Document excerpt below:
As soon as your dog goes into labor, you should continuously and frequently take her temperature.
Her normal temperature will be between 101-102 degrees, and as soon as you see it drop to 99 degrees or below (and make sure that you see this same reading again after at least 12 hours) then you can be sure that your dog will deliver in the next 24 hours (or 48 hours at most).
During labor, your dog will go through 3 stages:
- Stage One: She will be very anxious, restless and often resort to being alone. Her appetite will also drastically decrease.
- Stage Two: This is the stage where your dog will start to have contractions. You will even notice a green fluid coming out from your dog’s vulva. Slowly and gradually the puppies will begin to appear in one of two positions, either coming out headfirst or rear first, with either case being completely normal. At this time, you have to leave your dog (the pregnant mother) to do her business, because this is a time where her instincts will kick in and she knows what to do. After your dog delivers her baby puppies, you can clean them by gently rubbing with a fresh piece of cloth to stimulate healthy blood circulation in them. It’s best that during this time you remain in direct contact with your veterinarian so they hold your hand through the whole process, one step at a time.
- Stage Three: Your dog will rest for a few of hours between the delivery of each puppy, as the contractions slowly go away. Then she will get back to delivering as many puppies left in her after proper rest till the process comes to a happy ending.
Here are a few signs of something wrong with your dog’s pregnancy. If you see any of these, contact your veterinarian immediately:
- Green or black discharge that is not continued by your dog giving birth to a puppy
- If your dog is having difficulty pushing the puppy out of her while giving birth
- If more than 4 hours go by between the delivery of two puppies
- Your dog delivers one puppy, continues to have contractions for 30 minutes but does not give birth to the next puppy
- If your dog remains in labor for more than 2 hours without giving birth to any puppy
- Heavy panting, vomiting, or trembling by your dog
- If your dog remains pregnant for more than 65 days
What To Do After Your Dog Gives Birth?
First of all, and that’s one thing dog owners freak out about, is when new mothers eat their own baby’s feces at first. That’s a completely normal and common thing new mothers do, and should not be a cause of worry for you.
End of Document excerpt.
* Work item:
Continue the text on a dog giving birth, picking up after its last sentence.
Information provided below:
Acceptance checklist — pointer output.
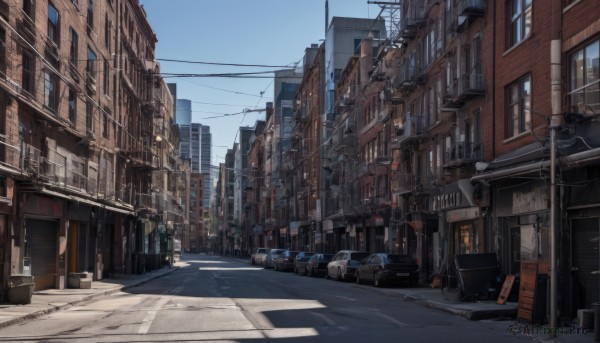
End of Information provided.
* Response area:
Also, be aware of the fact that your dog will still exhibit vaginal discharge with blood about a week after she gives birth. If this case continues for more than a week after she gives birth, you should have her checked by your veterinarian.
Generally, there’s very little you need to really do after your dog gives birth to baby puppies, because she will take care of them herself. You might even notice that she’s somewhat overprotective of them, but that’s completely normal and will wear off slowly over time.
Contact your veterinarian for any medical exams or things you should do for the new born puppies as well. Your veterinarian will tell you all about the diet they should follow, what to feed them and what never to feed them, and just general care advice before they reach the 6-8 week mark by which they are ready to be adopted if that’s something you’re looking to do.
Appendix A: How Can I Tell If My Dog Is In Heat?
Before being able to get pregnant, your dog must experience a heat cycle.
And, it’s widely suggested that you do not breed your dog during her heat cycle if she’s under the age of 1 year. Female dogs that breed below the age of 1 will have their growth halted permanently.
When your female dog experiences a heat cycle, she will be capable of breeding with dogs.
A heat cycle generally lasts for 3 weeks and comes once every 6 to 9 months.
Here are some of the things you will realize when your dog goes into heat:
- Swollen vulva and blood discharge.
- Interest from male dogs in her much more than happens usually.
- After 6-11 days from the heat cycle, your dog will become fertile and will show huge interest in male dogs (consider it the dog version of flirting).
- The blood discharge from the vulva will change colors from light pink to a somewhat golden sand color.
- Once this cycle is over, you will notice that she’s no longer as welcoming to males around her.